Exercise tasks
**1.** Answer these questions from the H200 article:
(a) How much HBM3e memory does the H200 carry?
(b) What power rating does the H200 NVL card run at?
(c) What memory bandwidth does the H100 SXM5 have?
**2.** Please resume the H200 article after its last sentence, continuing its account of the NVL variant.

In this article

This article explains why memory bandwidth matters as much as VRAM capacity for large model workloads, where the H200 NVL fits in private AI infrastructure, and how it differs from both the RP6000 and hyperscaler GPU rental for teams running 70B+ models at production scale.


Two numbers define the H200: 141GB of HBM3e and 4.8 TB/s of memory bandwidth. The first is roughly 76% more capacity than the H100’s 80GB. The second is about 43% more bandwidth than the H100 SXM5 and nearly three times the bandwidth of the RTX PRO 6000’s GDDR7. Those aren’t incremental improvements. They change which workloads fit on a single GPU and how fast memory-bound operations run. For teams where the constraint isn’t raw compute but the speed at which model weights can be streamed through the GPU, the H200 is where the economics shift.

What the H200 Actually Is

The H200 is not a new GPU architecture. It uses the same Hopper GH100 die as the H100, with the upgrade entirely in the memory subsystem. Where the H100 ships with 80GB of HBM3, the H200 ships with 141GB of HBM3e, NVIDIA’s first GPU to use the faster HBM3e standard. Memory bandwidth increases from 3.35 TB/s on the H100 SXM5 to 4.8 TB/s on the H200.

FP8 compute throughput is identical between H100 and H200, since the Tensor Core architecture is the same. The H200 earns its performance gains on memory-bound workloads, not on compute-bound ones. For tasks where the GPU spends most of its time waiting for data to arrive from memory rather than executing computation, the bandwidth increase is the relevant number.

H200 GPU

SXM5 vs NVL: Why the Variant Matters

The H200 ships in two variants with meaningfully different characteristics.

H200 SXM5 is the high-density module used in HGX H200 and DGX H200 nodes. It runs at 700W TDP, typically requires liquid cooling, and connects to other GPUs via NVLink 4.0 at 900 GB/s bidirectional bandwidth per GPU through NVIDIA’s NVSwitch fabric. In an 8-GPU HGX node, NVSwitch creates a full-mesh topology where every GPU can communicate with every other GPU at full bandwidth simultaneously. This is the standard for large-scale distributed training across 70B+ parameter models at full precision.

H200 NVL is the PCIe Gen 5 add-in card variant. It runs at 600W, can be air-cooled in well-ventilated racks, and fits standard PCIe server hardware without a custom NVLink Switch System board. Multi-GPU NVL configurations connect via PCIe 5.0, which provides substantially lower GPU-to-GPU bandwidth than the NVSwitch fabric.

Data for analysis
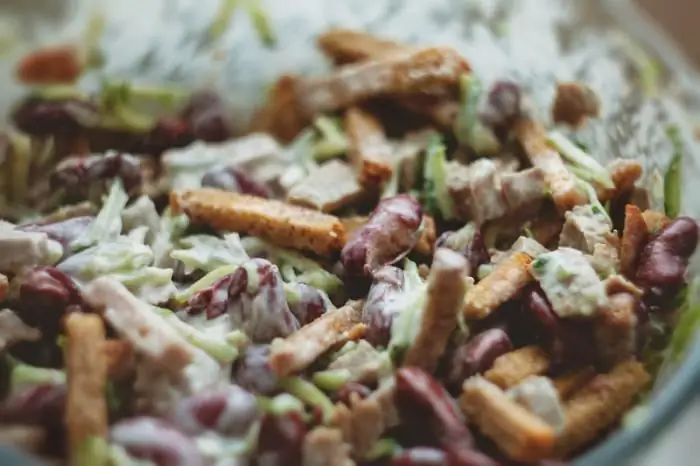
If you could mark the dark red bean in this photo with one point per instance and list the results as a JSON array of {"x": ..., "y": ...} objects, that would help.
[
  {"x": 154, "y": 440},
  {"x": 477, "y": 355},
  {"x": 252, "y": 371},
  {"x": 351, "y": 390},
  {"x": 257, "y": 304},
  {"x": 36, "y": 405},
  {"x": 235, "y": 180},
  {"x": 44, "y": 297},
  {"x": 280, "y": 440},
  {"x": 420, "y": 397},
  {"x": 309, "y": 305},
  {"x": 665, "y": 258},
  {"x": 389, "y": 234},
  {"x": 229, "y": 411},
  {"x": 64, "y": 231},
  {"x": 377, "y": 313}
]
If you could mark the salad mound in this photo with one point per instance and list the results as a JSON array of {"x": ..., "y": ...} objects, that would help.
[{"x": 397, "y": 264}]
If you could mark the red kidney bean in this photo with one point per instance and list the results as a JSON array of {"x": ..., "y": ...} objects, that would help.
[
  {"x": 477, "y": 355},
  {"x": 349, "y": 390},
  {"x": 208, "y": 116},
  {"x": 473, "y": 248},
  {"x": 280, "y": 440},
  {"x": 79, "y": 175},
  {"x": 235, "y": 180},
  {"x": 155, "y": 440},
  {"x": 252, "y": 371},
  {"x": 310, "y": 304},
  {"x": 420, "y": 396},
  {"x": 36, "y": 405},
  {"x": 389, "y": 235},
  {"x": 230, "y": 411},
  {"x": 664, "y": 259},
  {"x": 377, "y": 314},
  {"x": 64, "y": 231},
  {"x": 256, "y": 304},
  {"x": 44, "y": 296}
]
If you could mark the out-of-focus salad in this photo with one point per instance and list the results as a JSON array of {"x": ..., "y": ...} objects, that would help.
[{"x": 396, "y": 265}]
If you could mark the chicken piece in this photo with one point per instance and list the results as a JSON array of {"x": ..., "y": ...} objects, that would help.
[
  {"x": 331, "y": 187},
  {"x": 574, "y": 104},
  {"x": 568, "y": 383},
  {"x": 433, "y": 70},
  {"x": 447, "y": 286},
  {"x": 14, "y": 330},
  {"x": 303, "y": 347},
  {"x": 564, "y": 186},
  {"x": 600, "y": 403},
  {"x": 616, "y": 329},
  {"x": 364, "y": 363},
  {"x": 369, "y": 150},
  {"x": 280, "y": 223},
  {"x": 634, "y": 238},
  {"x": 86, "y": 371},
  {"x": 345, "y": 46},
  {"x": 324, "y": 446},
  {"x": 498, "y": 287},
  {"x": 281, "y": 116},
  {"x": 150, "y": 336},
  {"x": 512, "y": 368},
  {"x": 518, "y": 433}
]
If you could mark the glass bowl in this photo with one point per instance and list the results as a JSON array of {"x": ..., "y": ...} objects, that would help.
[{"x": 644, "y": 82}]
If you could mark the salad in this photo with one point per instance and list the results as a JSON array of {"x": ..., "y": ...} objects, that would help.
[{"x": 397, "y": 264}]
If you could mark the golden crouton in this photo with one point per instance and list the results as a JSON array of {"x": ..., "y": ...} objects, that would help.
[
  {"x": 282, "y": 224},
  {"x": 512, "y": 368},
  {"x": 502, "y": 284},
  {"x": 634, "y": 237},
  {"x": 599, "y": 404},
  {"x": 564, "y": 186},
  {"x": 301, "y": 348},
  {"x": 521, "y": 435},
  {"x": 446, "y": 288},
  {"x": 349, "y": 46},
  {"x": 86, "y": 370},
  {"x": 331, "y": 187}
]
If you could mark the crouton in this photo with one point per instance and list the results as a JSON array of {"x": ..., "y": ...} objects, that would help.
[
  {"x": 600, "y": 403},
  {"x": 501, "y": 285},
  {"x": 512, "y": 368},
  {"x": 282, "y": 224},
  {"x": 86, "y": 370},
  {"x": 634, "y": 238},
  {"x": 301, "y": 348},
  {"x": 521, "y": 435}
]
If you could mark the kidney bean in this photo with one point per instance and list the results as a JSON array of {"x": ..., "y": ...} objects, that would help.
[
  {"x": 235, "y": 180},
  {"x": 64, "y": 231},
  {"x": 155, "y": 440},
  {"x": 472, "y": 247},
  {"x": 280, "y": 440},
  {"x": 420, "y": 396},
  {"x": 665, "y": 258},
  {"x": 378, "y": 314},
  {"x": 389, "y": 235},
  {"x": 208, "y": 116},
  {"x": 256, "y": 304},
  {"x": 349, "y": 390},
  {"x": 229, "y": 411},
  {"x": 476, "y": 356},
  {"x": 310, "y": 304},
  {"x": 37, "y": 405},
  {"x": 252, "y": 371},
  {"x": 44, "y": 296}
]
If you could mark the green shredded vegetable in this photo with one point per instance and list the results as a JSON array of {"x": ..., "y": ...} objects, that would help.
[{"x": 673, "y": 175}]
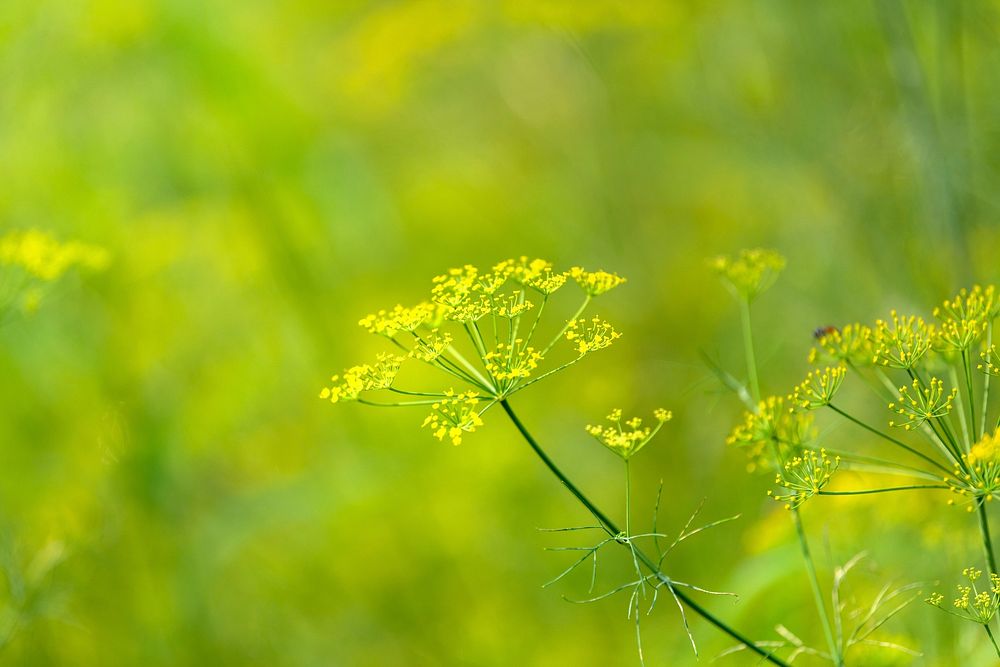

Task answers
**1.**
(a) 141GB
(b) 600W
(c) 3.35 TB/s

**2.**
OpenMetal’s H200 server uses the NVL PCIe variant, with 1 or 2 GPUs per server. This is the right configuration for single- and dual-GPU inference and fine-tuning workloads on dedicated hardware. For organizations running 8-GPU distributed training clusters at scale, the SXM5 in HGX nodes is the datacenter-grade platform and is a different deployment model.

Why Memory Bandwidth Determines Inference Throughput

For LLM inference, every generated token requires a forward pass through the model. That forward pass streams the model weights through the GPU. The rate at which tokens can be generated is bounded by how fast those weights can move from GPU memory into the compute units, which means memory bandwidth is the throughput ceiling for memory-bound inference.

Using the Hugging Face rule of thumb (approximately 2 bytes per parameter at FP16), a 70B parameter model requires approximately 140GB of VRAM just for weights. That fills a single H200’s 141GB nearly completely, but it fits on one card. An H100 at 80GB cannot hold a 70B model at FP16 at all without multi-GPU tensor parallelism or quantization.

At FP8 (1 byte per parameter), a 70B model occupies approximately 70GB, fitting an H100 with some KV cache headroom, or an H200 with substantial headroom for KV cache and large batch processing. The bandwidth difference matters here: streaming 70GB of weights through the GPU at 4.8 TB/s takes roughly the same amount of time as streaming 40GB at 2.7 TB/s (the approximate bandwidth ratio). For high-throughput serving, the H200 processes each request faster even when both GPUs can technically hold the model.

For 100B+ parameter models at FP16, even the H200’s 141GB isn’t sufficient for a single GPU, and multi-GPU tensor parallelism is required regardless of hardware. At that scale, SXM5 with NVSwitch is the appropriate platform.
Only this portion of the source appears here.